■ **What you should do**:
Exactly reproduce the lines from the line containing "For practice, label the bare" to the end of the data below, inclusive, and nothing else.

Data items

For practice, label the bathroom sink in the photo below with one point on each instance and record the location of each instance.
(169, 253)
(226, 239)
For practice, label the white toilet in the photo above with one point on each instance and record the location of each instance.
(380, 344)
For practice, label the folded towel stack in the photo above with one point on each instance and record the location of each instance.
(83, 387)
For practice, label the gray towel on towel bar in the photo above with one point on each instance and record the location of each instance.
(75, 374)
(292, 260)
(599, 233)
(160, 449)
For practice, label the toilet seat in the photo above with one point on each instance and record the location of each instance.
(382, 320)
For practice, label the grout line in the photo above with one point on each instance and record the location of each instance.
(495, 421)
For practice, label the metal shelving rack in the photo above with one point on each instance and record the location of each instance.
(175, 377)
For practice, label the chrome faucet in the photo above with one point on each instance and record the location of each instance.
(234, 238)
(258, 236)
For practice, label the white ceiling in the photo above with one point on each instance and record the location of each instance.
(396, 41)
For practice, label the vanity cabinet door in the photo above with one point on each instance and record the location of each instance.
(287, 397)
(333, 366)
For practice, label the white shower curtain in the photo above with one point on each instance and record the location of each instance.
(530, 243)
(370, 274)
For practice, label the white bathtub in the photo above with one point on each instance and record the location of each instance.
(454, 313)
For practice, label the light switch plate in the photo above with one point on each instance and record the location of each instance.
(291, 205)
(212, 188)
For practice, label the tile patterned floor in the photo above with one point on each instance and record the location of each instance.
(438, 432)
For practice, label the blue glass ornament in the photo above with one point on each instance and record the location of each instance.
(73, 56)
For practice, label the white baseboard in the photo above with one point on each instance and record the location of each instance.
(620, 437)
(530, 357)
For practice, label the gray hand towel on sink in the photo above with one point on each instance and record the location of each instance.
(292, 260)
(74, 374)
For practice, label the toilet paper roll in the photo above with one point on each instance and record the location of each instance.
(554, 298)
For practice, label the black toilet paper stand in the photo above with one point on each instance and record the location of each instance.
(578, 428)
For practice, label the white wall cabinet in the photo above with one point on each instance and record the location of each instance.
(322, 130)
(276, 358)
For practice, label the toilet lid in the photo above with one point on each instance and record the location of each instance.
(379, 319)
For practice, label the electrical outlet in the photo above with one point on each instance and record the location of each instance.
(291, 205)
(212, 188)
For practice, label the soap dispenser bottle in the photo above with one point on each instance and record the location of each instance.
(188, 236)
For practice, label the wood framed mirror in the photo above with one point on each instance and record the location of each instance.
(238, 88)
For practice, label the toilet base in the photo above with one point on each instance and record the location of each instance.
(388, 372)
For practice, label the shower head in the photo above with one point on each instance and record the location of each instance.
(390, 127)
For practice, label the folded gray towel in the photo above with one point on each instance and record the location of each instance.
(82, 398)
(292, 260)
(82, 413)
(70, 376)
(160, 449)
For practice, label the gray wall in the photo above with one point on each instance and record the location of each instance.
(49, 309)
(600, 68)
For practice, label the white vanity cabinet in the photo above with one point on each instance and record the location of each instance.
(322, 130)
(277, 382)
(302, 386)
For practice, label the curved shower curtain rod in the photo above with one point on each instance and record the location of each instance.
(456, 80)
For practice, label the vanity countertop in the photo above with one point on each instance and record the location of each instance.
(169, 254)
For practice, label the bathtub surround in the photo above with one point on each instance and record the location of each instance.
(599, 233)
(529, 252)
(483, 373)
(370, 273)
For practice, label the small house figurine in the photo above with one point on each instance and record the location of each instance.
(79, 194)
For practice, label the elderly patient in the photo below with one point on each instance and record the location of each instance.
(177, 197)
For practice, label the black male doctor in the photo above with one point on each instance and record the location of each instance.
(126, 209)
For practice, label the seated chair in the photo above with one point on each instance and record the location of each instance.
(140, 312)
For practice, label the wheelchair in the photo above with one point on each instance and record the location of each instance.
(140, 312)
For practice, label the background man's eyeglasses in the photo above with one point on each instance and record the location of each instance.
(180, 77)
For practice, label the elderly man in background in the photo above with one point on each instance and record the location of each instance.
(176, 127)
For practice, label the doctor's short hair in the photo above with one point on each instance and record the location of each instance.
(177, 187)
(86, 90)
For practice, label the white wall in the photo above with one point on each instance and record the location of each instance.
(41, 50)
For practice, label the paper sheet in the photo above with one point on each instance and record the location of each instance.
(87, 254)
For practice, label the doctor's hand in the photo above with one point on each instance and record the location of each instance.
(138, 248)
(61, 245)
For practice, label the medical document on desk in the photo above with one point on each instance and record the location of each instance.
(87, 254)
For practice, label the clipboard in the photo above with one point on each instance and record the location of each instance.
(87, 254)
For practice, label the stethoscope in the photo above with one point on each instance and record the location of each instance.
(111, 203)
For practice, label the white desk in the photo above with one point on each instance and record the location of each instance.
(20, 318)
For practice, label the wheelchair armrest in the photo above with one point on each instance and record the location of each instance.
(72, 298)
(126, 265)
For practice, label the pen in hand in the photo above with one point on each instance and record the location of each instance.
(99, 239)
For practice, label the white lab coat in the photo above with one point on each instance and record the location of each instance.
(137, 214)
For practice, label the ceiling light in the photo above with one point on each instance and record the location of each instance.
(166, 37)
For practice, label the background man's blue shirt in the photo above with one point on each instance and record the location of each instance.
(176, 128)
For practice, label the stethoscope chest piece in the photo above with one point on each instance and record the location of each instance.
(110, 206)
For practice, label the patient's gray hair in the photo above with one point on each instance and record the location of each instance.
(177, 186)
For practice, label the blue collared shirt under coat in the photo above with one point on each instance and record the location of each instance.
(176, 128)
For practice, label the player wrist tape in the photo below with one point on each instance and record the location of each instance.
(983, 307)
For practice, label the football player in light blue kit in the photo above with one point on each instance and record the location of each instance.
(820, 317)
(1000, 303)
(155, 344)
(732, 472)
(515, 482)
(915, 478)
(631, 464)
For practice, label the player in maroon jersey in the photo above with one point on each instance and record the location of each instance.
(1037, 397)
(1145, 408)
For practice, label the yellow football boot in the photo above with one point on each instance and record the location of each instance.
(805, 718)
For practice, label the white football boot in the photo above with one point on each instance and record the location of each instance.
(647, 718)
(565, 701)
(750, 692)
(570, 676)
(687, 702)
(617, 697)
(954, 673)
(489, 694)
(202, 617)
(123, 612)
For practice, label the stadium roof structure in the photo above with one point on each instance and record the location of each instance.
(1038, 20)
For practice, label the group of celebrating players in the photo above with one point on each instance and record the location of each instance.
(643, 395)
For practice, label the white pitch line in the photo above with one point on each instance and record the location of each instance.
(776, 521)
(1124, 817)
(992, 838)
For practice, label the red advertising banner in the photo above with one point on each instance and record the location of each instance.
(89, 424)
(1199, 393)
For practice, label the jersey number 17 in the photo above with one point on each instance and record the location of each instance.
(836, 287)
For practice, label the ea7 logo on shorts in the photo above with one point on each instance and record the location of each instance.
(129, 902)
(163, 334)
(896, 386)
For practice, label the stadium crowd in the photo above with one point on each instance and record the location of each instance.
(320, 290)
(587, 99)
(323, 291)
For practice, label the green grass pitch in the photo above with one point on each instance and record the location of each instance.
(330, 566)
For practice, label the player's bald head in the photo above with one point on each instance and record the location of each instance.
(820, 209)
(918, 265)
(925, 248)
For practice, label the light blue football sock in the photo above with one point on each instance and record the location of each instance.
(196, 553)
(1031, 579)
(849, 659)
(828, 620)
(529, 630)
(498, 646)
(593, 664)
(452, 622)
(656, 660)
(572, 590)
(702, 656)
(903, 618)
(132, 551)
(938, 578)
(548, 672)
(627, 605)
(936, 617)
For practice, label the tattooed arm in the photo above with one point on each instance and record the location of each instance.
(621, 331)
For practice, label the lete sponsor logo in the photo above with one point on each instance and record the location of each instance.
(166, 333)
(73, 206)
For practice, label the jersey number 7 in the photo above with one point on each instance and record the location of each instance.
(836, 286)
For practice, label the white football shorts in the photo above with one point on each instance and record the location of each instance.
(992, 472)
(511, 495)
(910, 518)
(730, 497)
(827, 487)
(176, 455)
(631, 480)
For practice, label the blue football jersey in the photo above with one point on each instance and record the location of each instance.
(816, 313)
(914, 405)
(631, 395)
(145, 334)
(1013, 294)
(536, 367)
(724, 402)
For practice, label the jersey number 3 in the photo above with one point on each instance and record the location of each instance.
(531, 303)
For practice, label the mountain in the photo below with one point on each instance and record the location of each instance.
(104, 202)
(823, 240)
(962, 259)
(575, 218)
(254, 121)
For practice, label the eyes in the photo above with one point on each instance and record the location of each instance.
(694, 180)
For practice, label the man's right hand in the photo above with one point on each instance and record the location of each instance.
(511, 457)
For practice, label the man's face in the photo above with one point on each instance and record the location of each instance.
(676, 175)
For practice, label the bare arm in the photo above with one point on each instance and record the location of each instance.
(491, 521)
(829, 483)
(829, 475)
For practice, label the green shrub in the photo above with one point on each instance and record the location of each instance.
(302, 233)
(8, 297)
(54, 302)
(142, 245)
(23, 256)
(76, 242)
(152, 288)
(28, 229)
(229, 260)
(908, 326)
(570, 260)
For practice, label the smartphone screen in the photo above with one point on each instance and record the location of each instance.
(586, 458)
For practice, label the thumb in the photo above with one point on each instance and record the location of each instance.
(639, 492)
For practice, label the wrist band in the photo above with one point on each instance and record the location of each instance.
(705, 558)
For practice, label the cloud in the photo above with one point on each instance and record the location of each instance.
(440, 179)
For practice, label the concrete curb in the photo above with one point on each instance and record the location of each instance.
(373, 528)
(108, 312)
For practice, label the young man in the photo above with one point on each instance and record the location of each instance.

■ **Task answer**:
For practice, label the bare arm in the photo above with one point on each instance and record the location of each instance.
(491, 521)
(829, 483)
(829, 475)
For practice, label the green shrub in the photo above with one point on each instance and record the location of each instance.
(302, 233)
(8, 297)
(54, 302)
(142, 245)
(23, 256)
(76, 242)
(152, 288)
(28, 229)
(229, 260)
(908, 326)
(570, 260)
For practice, label the smartphone screen in the photo above with one point on each instance and record the location of each instance.
(586, 458)
For practice, label the thumb in the photo above with one point on each instance and record the location of each instance.
(639, 492)
For practice, label the wrist band in the photo above with one point on each instance and record the location of each instance.
(705, 558)
For practice, label the cloud in the photo above with one point on each instance and record the location of each instance.
(440, 179)
For practice, label the concrete curb in the photo above with one point on each instance and record the location of each instance.
(373, 528)
(108, 312)
For practice, label the young man in the photo above with one point on each instance and record the location of each instance.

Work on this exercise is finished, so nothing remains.